Stored data:
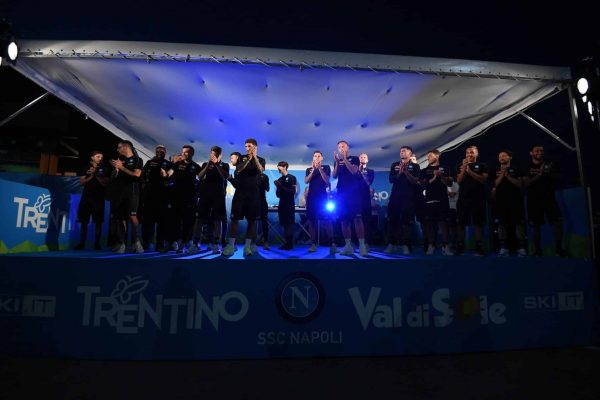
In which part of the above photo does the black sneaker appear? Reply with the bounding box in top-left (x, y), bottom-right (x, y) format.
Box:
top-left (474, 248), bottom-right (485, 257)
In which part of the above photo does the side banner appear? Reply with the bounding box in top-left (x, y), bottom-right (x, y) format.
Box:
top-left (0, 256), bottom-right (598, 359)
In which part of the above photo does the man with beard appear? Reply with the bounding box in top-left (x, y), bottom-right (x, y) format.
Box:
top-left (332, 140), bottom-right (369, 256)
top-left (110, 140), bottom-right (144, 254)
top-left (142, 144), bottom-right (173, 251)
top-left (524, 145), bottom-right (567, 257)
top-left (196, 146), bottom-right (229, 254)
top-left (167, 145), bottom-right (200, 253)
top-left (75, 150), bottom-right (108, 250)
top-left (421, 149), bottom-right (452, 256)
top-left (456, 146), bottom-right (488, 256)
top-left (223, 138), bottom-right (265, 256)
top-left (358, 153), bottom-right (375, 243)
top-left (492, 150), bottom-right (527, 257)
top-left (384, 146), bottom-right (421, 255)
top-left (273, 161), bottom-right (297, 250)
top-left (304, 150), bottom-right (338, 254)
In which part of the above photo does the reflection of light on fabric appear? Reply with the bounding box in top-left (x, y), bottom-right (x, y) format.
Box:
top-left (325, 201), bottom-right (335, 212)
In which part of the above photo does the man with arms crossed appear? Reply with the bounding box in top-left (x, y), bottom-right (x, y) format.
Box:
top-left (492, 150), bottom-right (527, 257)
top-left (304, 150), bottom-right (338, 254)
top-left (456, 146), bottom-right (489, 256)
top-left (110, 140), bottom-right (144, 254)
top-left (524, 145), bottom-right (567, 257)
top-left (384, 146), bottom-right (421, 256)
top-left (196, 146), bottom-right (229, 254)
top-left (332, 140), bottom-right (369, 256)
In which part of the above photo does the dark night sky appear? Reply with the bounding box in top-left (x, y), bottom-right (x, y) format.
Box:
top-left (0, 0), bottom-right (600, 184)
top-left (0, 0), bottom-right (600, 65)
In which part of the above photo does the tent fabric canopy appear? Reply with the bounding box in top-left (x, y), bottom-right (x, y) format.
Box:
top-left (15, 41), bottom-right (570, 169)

==

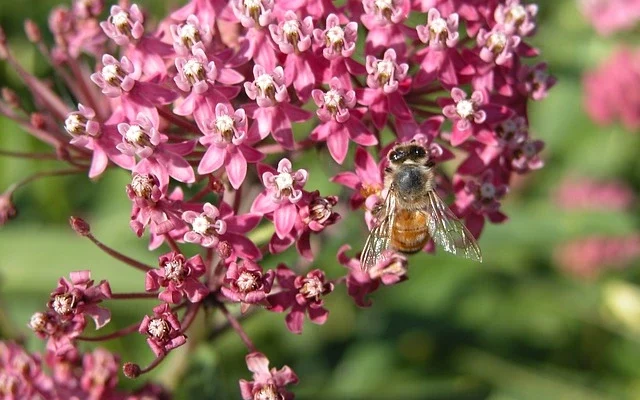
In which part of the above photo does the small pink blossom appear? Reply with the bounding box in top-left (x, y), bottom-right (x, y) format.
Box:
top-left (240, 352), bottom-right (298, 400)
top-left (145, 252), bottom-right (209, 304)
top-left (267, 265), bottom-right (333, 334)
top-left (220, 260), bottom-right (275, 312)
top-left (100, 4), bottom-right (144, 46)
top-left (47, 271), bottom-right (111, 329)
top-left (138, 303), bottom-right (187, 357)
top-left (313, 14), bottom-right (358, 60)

...

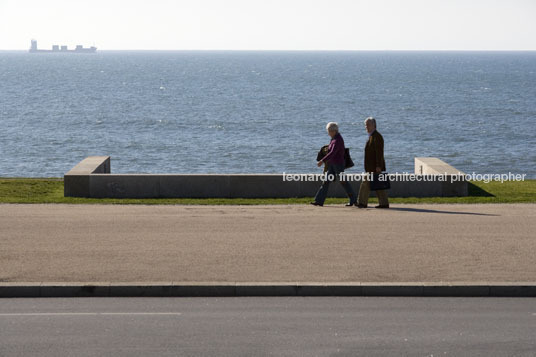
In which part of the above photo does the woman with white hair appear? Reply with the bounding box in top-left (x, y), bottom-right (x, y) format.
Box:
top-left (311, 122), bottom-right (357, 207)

Problem to solve:
Extract the records between the line holding "In which part of the above photo does the dark" and the line holding "top-left (0, 0), bottom-right (600, 65)", inclusive, and repeat those lines exactly.

Full response:
In which part of the above photo does the dark night sky appear? Reply with the bounding box in top-left (x, y), bottom-right (x, y) format.
Box:
top-left (0, 0), bottom-right (600, 184)
top-left (0, 0), bottom-right (600, 65)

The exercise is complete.